EXERCISE DIRECTIONS
When the line with "straw hat in the photo above." is found, repeat it and all lines that follow it exactly, stopping at the end of the listing.

━━━

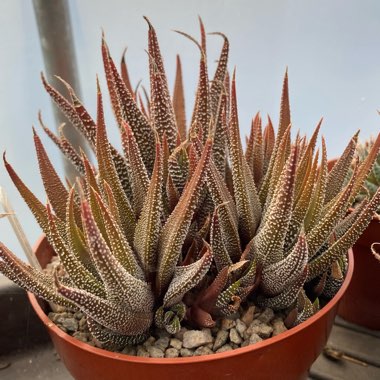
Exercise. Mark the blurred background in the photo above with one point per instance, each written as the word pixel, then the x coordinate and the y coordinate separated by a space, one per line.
pixel 330 47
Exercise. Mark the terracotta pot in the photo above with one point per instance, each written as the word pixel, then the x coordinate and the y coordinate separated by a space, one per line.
pixel 286 356
pixel 361 303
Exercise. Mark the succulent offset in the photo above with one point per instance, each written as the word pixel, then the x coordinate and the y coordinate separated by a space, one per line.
pixel 185 226
pixel 372 181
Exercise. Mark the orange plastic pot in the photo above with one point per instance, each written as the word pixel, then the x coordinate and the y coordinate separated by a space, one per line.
pixel 361 303
pixel 286 356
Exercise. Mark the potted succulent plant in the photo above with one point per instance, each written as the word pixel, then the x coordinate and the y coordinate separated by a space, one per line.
pixel 185 245
pixel 360 304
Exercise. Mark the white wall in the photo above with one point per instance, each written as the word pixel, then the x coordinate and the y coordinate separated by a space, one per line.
pixel 331 48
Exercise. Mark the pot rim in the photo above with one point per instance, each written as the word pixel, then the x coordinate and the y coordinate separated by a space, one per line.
pixel 53 328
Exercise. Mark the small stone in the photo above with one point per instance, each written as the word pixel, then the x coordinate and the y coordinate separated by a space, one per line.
pixel 180 333
pixel 247 317
pixel 221 339
pixel 254 338
pixel 240 327
pixel 82 324
pixel 266 316
pixel 155 352
pixel 171 352
pixel 196 338
pixel 203 350
pixel 235 337
pixel 224 348
pixel 227 324
pixel 129 350
pixel 141 351
pixel 78 315
pixel 259 328
pixel 176 343
pixel 278 326
pixel 149 342
pixel 70 324
pixel 162 343
pixel 83 337
pixel 185 352
pixel 234 316
pixel 160 333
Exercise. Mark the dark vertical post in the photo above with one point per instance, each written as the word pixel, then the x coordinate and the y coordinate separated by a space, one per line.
pixel 57 44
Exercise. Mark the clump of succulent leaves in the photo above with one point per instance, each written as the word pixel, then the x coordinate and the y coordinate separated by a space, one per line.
pixel 184 226
pixel 372 181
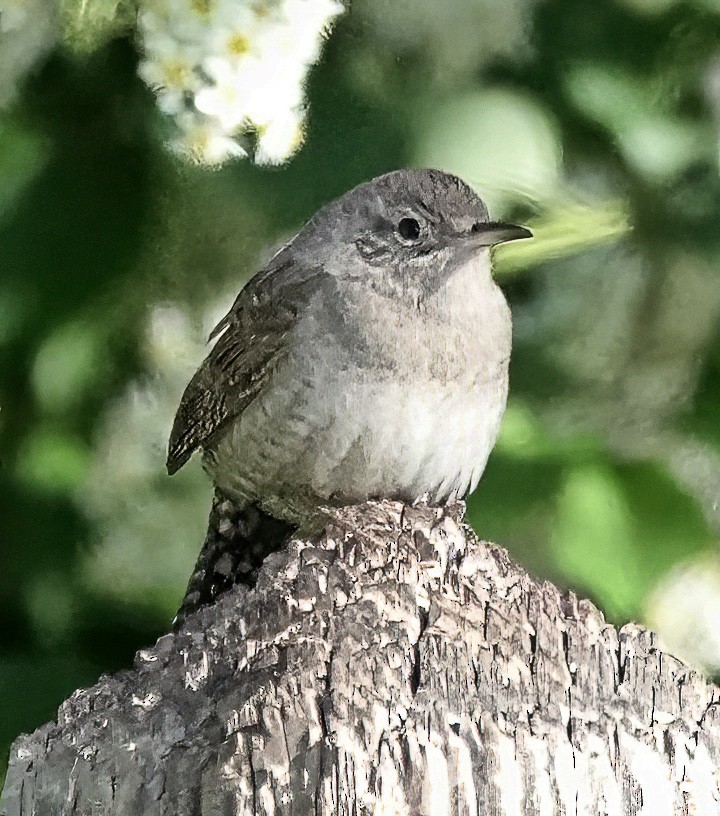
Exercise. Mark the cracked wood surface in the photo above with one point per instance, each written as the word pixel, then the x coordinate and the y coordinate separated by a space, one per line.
pixel 397 665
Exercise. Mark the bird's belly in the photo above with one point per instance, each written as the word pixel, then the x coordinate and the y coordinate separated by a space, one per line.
pixel 409 440
pixel 363 439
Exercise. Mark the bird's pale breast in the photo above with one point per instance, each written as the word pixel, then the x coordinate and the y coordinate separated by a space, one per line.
pixel 416 413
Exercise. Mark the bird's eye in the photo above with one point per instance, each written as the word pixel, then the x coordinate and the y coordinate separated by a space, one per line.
pixel 409 229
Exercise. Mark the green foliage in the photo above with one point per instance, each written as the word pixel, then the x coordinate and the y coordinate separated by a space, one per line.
pixel 596 124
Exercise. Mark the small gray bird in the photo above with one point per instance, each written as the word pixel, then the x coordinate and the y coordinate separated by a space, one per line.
pixel 368 359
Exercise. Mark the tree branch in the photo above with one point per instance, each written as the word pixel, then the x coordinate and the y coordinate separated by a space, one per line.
pixel 396 665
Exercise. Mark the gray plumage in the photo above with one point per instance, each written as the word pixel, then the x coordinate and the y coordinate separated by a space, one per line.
pixel 368 359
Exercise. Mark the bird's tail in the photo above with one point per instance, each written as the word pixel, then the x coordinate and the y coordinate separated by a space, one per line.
pixel 238 540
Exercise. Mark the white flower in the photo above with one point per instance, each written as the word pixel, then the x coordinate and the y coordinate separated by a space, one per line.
pixel 279 139
pixel 224 68
pixel 205 142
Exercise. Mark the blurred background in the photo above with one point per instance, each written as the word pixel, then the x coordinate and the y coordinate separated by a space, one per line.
pixel 597 124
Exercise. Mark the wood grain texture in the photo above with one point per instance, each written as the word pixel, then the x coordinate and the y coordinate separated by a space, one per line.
pixel 397 665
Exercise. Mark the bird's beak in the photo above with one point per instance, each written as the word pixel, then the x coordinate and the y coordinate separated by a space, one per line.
pixel 486 234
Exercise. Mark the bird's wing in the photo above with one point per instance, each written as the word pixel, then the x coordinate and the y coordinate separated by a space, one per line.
pixel 252 339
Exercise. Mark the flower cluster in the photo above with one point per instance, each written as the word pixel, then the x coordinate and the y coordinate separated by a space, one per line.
pixel 229 69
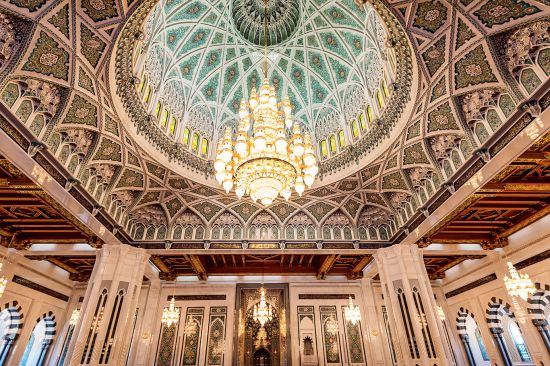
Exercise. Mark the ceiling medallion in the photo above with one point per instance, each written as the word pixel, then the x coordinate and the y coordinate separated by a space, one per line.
pixel 249 17
pixel 517 284
pixel 263 161
pixel 262 310
pixel 352 312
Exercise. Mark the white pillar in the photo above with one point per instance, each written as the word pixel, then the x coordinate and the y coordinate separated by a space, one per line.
pixel 411 306
pixel 104 330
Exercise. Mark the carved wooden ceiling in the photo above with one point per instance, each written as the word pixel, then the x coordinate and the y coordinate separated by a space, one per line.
pixel 516 197
pixel 28 215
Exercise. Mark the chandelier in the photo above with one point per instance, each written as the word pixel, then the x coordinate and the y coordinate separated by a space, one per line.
pixel 262 311
pixel 171 314
pixel 3 282
pixel 269 155
pixel 519 285
pixel 332 325
pixel 74 317
pixel 352 312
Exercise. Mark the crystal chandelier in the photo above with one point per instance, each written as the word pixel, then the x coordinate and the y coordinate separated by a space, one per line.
pixel 263 161
pixel 262 311
pixel 352 312
pixel 3 282
pixel 171 314
pixel 74 317
pixel 332 325
pixel 519 285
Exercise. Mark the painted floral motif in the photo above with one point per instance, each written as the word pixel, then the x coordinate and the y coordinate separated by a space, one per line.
pixel 495 12
pixel 430 16
pixel 473 69
pixel 100 10
pixel 81 112
pixel 48 58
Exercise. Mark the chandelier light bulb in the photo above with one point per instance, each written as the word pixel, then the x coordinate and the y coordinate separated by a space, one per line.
pixel 171 314
pixel 518 284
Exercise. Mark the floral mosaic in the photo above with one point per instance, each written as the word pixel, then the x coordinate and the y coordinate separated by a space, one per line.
pixel 61 20
pixel 434 57
pixel 99 10
pixel 430 16
pixel 442 118
pixel 495 12
pixel 31 5
pixel 473 69
pixel 91 45
pixel 48 58
pixel 108 150
pixel 81 112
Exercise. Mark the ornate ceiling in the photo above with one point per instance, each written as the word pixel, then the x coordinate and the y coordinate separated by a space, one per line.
pixel 204 56
pixel 479 61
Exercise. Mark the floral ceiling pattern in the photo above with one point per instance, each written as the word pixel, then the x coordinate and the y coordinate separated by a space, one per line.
pixel 478 62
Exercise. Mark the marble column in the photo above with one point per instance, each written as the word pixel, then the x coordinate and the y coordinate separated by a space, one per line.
pixel 104 330
pixel 411 306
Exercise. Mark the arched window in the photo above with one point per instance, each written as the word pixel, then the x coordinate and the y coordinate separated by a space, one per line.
pixel 143 83
pixel 158 109
pixel 369 113
pixel 195 142
pixel 204 147
pixel 147 96
pixel 173 125
pixel 332 144
pixel 362 121
pixel 354 129
pixel 323 149
pixel 341 139
pixel 379 99
pixel 186 134
pixel 164 118
pixel 519 343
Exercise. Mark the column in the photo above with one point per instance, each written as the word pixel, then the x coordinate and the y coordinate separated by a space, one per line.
pixel 411 306
pixel 143 341
pixel 103 333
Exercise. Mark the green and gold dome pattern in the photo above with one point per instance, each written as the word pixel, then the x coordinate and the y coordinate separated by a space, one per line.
pixel 204 57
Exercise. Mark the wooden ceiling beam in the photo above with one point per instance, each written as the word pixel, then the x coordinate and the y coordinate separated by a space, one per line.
pixel 326 266
pixel 198 267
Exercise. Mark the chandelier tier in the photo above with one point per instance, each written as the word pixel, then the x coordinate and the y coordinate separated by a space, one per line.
pixel 352 312
pixel 517 284
pixel 269 155
pixel 263 312
pixel 171 314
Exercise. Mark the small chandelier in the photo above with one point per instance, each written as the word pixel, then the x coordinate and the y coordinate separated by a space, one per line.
pixel 332 325
pixel 352 312
pixel 441 313
pixel 262 160
pixel 74 317
pixel 263 312
pixel 3 282
pixel 519 285
pixel 171 314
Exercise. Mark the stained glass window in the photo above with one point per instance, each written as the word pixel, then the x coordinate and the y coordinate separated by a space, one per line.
pixel 379 99
pixel 323 148
pixel 332 142
pixel 204 147
pixel 341 138
pixel 369 113
pixel 354 129
pixel 362 121
pixel 195 142
pixel 173 125
pixel 186 134
pixel 158 108
pixel 164 119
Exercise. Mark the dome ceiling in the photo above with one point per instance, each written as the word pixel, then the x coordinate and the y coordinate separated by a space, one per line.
pixel 205 56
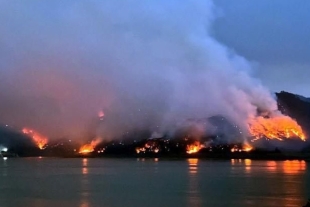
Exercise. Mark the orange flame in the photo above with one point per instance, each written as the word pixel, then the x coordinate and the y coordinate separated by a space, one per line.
pixel 278 127
pixel 38 139
pixel 194 148
pixel 88 148
pixel 101 115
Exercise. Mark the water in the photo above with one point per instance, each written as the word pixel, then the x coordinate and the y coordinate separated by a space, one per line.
pixel 76 182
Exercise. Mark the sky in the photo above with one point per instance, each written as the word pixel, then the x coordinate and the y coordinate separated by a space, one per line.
pixel 275 34
pixel 147 64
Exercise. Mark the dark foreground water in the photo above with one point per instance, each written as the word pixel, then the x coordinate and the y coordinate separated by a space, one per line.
pixel 151 182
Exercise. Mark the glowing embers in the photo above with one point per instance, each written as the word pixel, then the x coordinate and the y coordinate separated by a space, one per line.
pixel 37 138
pixel 90 147
pixel 279 127
pixel 101 115
pixel 194 147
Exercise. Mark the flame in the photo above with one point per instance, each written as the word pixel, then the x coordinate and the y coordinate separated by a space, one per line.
pixel 88 148
pixel 38 139
pixel 194 148
pixel 101 115
pixel 279 127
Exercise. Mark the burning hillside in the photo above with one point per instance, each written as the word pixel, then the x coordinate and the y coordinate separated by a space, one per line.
pixel 38 139
pixel 280 127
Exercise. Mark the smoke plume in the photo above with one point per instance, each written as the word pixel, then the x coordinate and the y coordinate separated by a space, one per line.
pixel 146 64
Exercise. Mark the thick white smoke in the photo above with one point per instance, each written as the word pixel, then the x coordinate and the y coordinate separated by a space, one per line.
pixel 147 64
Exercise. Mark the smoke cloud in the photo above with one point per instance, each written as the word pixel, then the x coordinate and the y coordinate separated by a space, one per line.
pixel 146 64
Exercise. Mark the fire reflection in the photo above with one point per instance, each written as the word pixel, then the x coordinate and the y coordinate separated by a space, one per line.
pixel 193 165
pixel 271 166
pixel 248 164
pixel 294 167
pixel 85 184
pixel 84 166
pixel 194 198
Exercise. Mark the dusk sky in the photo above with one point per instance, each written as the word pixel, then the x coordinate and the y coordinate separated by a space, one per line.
pixel 147 63
pixel 275 34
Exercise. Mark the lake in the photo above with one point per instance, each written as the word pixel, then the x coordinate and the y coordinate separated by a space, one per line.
pixel 92 182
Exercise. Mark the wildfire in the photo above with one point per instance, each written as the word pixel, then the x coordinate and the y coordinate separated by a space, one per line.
pixel 38 139
pixel 88 148
pixel 194 148
pixel 278 127
pixel 101 115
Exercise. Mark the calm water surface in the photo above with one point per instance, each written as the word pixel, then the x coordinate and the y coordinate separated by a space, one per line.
pixel 50 182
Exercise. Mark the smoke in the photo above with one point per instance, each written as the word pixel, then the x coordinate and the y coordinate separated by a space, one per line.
pixel 146 64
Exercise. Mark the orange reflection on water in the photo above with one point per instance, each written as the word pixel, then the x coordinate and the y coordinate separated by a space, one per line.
pixel 271 166
pixel 193 196
pixel 248 164
pixel 84 185
pixel 85 166
pixel 294 166
pixel 193 168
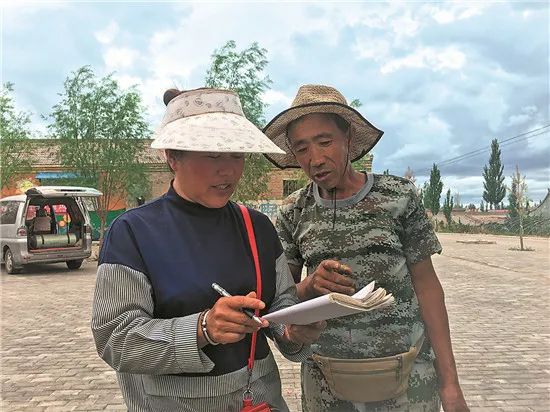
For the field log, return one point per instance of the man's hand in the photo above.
(226, 322)
(452, 399)
(304, 334)
(330, 276)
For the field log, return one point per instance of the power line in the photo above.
(504, 142)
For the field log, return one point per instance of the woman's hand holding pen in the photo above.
(226, 321)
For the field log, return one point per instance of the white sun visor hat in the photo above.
(210, 120)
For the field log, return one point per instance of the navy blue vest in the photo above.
(182, 247)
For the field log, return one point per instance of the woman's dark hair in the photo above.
(170, 94)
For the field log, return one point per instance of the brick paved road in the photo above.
(498, 303)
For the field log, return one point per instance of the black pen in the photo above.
(226, 294)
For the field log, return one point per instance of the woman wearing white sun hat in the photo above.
(175, 343)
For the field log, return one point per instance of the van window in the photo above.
(8, 212)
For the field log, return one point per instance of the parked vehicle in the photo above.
(45, 225)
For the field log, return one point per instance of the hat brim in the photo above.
(214, 132)
(363, 138)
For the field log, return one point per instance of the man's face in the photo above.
(320, 148)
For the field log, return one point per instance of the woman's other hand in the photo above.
(226, 322)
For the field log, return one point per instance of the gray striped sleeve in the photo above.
(285, 296)
(127, 336)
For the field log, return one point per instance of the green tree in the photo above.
(448, 205)
(14, 138)
(494, 188)
(243, 72)
(519, 190)
(432, 191)
(101, 130)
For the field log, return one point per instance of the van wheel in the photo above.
(74, 264)
(8, 261)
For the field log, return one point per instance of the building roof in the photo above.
(44, 154)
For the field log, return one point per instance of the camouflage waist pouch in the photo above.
(369, 380)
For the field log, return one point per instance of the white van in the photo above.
(45, 225)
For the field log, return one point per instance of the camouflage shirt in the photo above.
(379, 232)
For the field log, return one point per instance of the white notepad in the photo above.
(332, 305)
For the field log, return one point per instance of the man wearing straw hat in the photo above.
(349, 228)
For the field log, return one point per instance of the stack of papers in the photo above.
(332, 305)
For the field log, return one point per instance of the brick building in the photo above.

━━━

RESPONSE
For the field log, return one point per instance of the man wearing straw hat in the photo above.
(349, 228)
For the field log, return one point per instance of the stack of papers in the photo above.
(332, 305)
For the field log, return one point per instance of the brick building in the photo above.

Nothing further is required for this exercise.